[The problem]: Rescale the records below by writing out every line again, wording unchanged, with each bounding-box coordinate multiplied by 1.4. Round the results to whole numbers, with halves going up.

[Source records]:

+===+

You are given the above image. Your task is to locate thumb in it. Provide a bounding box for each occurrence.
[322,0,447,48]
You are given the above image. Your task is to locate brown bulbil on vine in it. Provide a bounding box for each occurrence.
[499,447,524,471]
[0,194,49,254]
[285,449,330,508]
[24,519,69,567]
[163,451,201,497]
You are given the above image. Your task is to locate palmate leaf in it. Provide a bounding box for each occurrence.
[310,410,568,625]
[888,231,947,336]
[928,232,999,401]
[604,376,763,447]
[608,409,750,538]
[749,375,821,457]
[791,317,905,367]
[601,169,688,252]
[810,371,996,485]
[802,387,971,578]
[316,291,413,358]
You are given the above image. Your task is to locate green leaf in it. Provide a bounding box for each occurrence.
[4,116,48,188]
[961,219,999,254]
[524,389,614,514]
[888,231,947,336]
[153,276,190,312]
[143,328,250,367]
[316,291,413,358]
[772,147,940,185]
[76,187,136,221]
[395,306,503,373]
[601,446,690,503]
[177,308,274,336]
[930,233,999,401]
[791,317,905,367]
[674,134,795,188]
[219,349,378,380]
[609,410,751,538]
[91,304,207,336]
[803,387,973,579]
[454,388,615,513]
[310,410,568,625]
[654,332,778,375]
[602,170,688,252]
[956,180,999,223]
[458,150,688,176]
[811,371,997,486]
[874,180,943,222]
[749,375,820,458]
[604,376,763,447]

+===+

[Written solution]:
You are given the above image. Your task is to locate thumb in it. Provide a bounding box for each occurrence.
[451,0,626,67]
You are given the above image. Your task is to locate brown bulbil on vine in it. Provide a bounding box for each occurrence.
[699,626,734,659]
[0,272,69,356]
[399,629,462,711]
[34,727,97,794]
[228,631,281,696]
You are given the above image. Your task is to locate palmate leaf in it. Provide a bounding box for each occurrence.
[434,574,795,875]
[1243,323,1326,470]
[1299,325,1399,561]
[846,526,1068,626]
[851,573,1050,753]
[1049,525,1149,640]
[1107,444,1267,514]
[841,237,963,353]
[1134,519,1394,679]
[1123,542,1359,809]
[442,407,578,501]
You are given the above image. Your task is to locate green leaf in it. Provide a bounding box for each occurrence.
[6,162,67,263]
[1345,307,1399,356]
[734,545,860,720]
[1243,323,1326,470]
[214,386,266,437]
[200,459,350,514]
[442,407,578,501]
[1081,206,1316,259]
[106,262,190,309]
[553,428,704,522]
[841,624,966,704]
[248,431,384,470]
[1302,326,1399,561]
[1107,444,1267,514]
[944,188,1113,263]
[307,489,529,532]
[853,574,1051,753]
[127,426,290,470]
[1124,542,1362,811]
[636,543,861,718]
[434,574,795,875]
[916,465,1089,525]
[843,238,963,353]
[1338,252,1399,312]
[641,210,963,246]
[1135,519,1396,680]
[1224,252,1320,311]
[1049,525,1148,641]
[846,526,1068,626]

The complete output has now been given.